··· EXTRACTED INFORMATION ···

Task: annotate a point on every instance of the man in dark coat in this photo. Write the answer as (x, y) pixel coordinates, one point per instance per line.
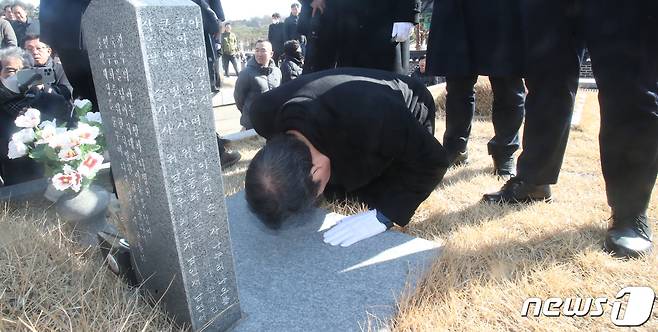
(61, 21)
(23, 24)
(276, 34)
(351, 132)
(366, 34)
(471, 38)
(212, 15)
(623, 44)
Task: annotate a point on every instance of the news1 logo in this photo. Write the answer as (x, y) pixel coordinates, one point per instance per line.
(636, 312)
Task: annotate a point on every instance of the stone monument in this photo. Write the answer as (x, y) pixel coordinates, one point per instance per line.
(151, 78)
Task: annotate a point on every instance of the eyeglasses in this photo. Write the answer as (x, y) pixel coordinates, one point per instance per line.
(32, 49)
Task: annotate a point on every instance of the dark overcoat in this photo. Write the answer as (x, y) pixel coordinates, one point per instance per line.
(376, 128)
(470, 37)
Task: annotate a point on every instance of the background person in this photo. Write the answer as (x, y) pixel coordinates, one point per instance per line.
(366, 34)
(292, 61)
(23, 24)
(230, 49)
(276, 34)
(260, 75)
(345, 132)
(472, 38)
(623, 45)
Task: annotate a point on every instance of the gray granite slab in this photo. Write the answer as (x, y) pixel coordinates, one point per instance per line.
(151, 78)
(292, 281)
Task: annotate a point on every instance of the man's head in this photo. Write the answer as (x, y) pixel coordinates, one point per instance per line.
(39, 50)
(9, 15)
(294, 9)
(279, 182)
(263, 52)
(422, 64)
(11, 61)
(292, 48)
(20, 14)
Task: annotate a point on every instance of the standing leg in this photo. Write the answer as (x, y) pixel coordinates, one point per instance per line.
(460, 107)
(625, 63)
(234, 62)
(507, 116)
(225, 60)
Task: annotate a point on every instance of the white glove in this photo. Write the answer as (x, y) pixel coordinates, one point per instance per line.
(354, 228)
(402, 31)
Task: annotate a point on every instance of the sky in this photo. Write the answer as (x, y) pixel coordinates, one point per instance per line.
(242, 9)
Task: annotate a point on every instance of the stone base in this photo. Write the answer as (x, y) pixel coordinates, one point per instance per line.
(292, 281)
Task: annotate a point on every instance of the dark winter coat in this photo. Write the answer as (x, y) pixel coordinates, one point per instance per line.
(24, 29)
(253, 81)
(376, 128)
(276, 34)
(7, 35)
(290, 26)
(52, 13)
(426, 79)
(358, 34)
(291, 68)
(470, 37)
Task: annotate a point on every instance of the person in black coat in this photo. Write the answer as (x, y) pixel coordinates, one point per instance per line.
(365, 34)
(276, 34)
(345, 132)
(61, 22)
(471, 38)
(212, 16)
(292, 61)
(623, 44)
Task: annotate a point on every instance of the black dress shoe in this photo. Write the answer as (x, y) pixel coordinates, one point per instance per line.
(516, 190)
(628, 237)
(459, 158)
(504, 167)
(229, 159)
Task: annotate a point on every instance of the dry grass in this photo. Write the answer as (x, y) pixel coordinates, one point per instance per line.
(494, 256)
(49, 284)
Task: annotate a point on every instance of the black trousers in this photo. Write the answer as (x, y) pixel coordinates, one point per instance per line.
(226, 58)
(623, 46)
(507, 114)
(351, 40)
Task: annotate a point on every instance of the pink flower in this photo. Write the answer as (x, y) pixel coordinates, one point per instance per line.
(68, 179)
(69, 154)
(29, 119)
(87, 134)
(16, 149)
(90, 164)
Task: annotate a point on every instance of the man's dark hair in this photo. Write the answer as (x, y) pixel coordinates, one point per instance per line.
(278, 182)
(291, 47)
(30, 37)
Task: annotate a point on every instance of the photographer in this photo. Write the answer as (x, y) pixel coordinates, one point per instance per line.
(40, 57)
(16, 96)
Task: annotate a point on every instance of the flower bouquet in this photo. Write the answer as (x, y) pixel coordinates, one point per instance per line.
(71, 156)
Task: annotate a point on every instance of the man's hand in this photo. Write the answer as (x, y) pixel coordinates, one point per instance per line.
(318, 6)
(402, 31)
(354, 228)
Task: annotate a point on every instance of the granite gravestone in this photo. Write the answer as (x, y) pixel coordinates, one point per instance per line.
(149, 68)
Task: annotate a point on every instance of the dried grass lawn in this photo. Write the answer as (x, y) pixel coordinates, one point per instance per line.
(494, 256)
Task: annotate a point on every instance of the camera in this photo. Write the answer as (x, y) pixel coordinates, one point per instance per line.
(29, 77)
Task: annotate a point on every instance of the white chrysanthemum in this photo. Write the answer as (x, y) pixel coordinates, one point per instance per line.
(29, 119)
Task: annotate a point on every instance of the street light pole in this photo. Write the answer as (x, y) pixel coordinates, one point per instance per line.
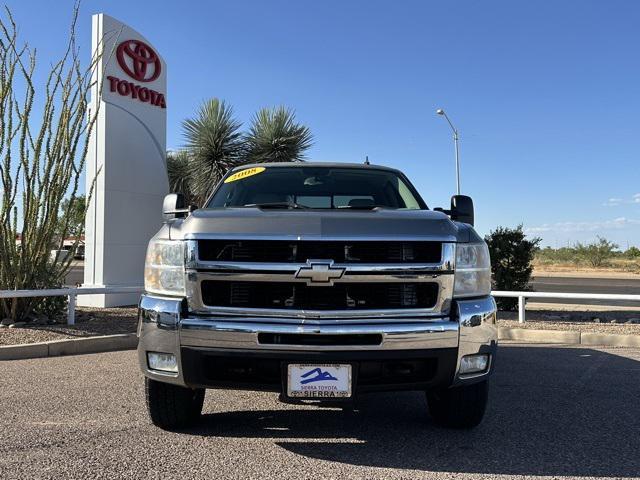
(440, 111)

···

- **TASK**: Please copy the listing word for word, from the line that contains "the white chrysanthemum" through the end of the listing, including both ends. Leave the pictures out of your answer.

- **THE RESPONSE**:
Task: annotate a point on every instance of the white chrysanthemum in this photo. Write the answer as (x, y) pixel coordinates, one point per instance per line.
(29, 119)
Task: annotate a point on every instance of the street light pole in this photo. Write the answer as (x, y) pixel coordinates, one point per instance per line.
(440, 111)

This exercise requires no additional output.